### KUTIPAN TEKS
※ ※ ※

Situs Banten Girang: Wisata Budaya, Religi & Sejarah Banten


Situs Banten Girang - Walau tidak sebesar Yogyakarta, Banten pernah menjadi salah satu kerajaan besar di Indonesia. Sehingga tidak aneh jika Banten memiliki banyak warisan budaya dan religi seperti Situs Banten Girang yang sering dikatakan sebagai asal mula Banten itu sendiri.

Mari kita simak cerita apa saja yang di tawarkan dari salah satu objek Wisata Kota Serang ini.

Sejarah Banten Girang


Banten berasal dari bahasa Jawa kuno "pabanten" yang artinya tempat untuk menaruh sesaji atau persembahan. Sementara "girang" bisa berarti jaya atau senang tetapi dalam kaitannya dengan kota lama Banten, nama Banten Girang berarti Banten hulu, letaknya 10 km dari Pelabuhan Banten, Karangantu.

※ ※ ※

### BARIS YANG DISEDIAKAN

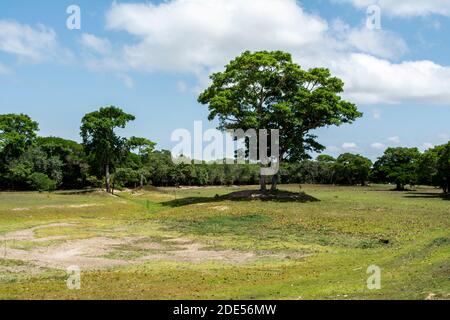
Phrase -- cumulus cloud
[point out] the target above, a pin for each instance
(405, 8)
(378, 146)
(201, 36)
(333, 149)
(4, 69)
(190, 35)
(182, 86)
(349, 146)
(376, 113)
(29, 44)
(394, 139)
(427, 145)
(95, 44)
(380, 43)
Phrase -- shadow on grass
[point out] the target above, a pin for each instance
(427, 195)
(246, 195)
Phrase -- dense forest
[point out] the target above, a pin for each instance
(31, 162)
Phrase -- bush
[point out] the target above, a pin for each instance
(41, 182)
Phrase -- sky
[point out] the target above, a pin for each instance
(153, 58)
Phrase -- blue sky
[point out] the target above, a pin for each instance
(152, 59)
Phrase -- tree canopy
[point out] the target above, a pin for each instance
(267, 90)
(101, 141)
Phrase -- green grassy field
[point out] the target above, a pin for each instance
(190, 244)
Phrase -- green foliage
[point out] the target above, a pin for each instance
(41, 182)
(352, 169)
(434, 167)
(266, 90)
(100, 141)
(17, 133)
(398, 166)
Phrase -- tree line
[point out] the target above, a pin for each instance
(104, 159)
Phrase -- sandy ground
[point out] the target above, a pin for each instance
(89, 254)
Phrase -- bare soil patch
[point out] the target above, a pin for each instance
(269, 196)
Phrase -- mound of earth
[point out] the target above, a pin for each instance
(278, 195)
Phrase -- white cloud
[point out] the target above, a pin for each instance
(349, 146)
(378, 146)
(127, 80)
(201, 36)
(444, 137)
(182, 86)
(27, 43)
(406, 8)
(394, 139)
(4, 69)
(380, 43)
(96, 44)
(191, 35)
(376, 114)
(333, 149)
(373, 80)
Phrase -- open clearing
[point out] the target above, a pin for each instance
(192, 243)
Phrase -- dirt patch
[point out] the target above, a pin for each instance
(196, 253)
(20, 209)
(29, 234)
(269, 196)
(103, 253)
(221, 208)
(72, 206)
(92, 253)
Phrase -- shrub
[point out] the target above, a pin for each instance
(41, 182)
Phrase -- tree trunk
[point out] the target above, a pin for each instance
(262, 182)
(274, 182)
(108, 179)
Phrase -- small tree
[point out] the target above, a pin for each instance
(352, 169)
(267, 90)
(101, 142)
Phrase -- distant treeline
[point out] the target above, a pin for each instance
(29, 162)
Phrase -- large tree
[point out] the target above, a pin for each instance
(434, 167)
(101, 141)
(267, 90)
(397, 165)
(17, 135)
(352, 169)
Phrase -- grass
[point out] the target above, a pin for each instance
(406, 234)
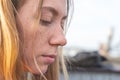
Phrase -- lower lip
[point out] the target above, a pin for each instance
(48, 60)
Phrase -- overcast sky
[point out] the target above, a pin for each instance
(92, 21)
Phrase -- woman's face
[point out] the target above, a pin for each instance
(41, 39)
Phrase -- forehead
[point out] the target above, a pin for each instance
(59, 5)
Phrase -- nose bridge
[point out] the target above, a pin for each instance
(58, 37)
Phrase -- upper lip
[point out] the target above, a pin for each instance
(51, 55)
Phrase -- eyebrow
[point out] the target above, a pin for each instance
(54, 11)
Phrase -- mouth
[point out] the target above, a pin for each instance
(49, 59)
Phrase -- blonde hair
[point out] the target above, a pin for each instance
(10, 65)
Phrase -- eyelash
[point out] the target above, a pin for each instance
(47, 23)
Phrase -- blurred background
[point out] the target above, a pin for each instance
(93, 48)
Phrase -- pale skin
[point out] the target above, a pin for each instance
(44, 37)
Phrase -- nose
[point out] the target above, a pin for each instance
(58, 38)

※ ※ ※

### KEGIATAN 1
Salin dari kutipan teks tentang Situs Banten Girang seluruh bagian mulai dari "Situs Banten Girang: Wisata" hingga ke "Pelabuhan Banten, Karangantu.".
### KEGIATAN 2
Menurut kutipan teks tentang Situs Banten Girang, berapa jarak letak Banten Girang dari Pelabuhan Banten, Karangantu?

### HASIL TUGAS 1
Situs Banten Girang: Wisata Budaya, Religi & Sejarah Banten


Situs Banten Girang - Walau tidak sebesar Yogyakarta, Banten pernah menjadi salah satu kerajaan besar di Indonesia. Sehingga tidak aneh jika Banten memiliki banyak warisan budaya dan religi seperti Situs Banten Girang yang sering dikatakan sebagai asal mula Banten itu sendiri.

Mari kita simak cerita apa saja yang di tawarkan dari salah satu objek Wisata Kota Serang ini.

Sejarah Banten Girang


Banten berasal dari bahasa Jawa kuno "pabanten" yang artinya tempat untuk menaruh sesaji atau persembahan. Sementara "girang" bisa berarti jaya atau senang tetapi dalam kaitannya dengan kota lama Banten, nama Banten Girang berarti Banten hulu, letaknya 10 km dari Pelabuhan Banten, Karangantu.

### HASIL TUGAS 2
Banten Girang terletak 10 km dari Pelabuhan Banten, Karangantu.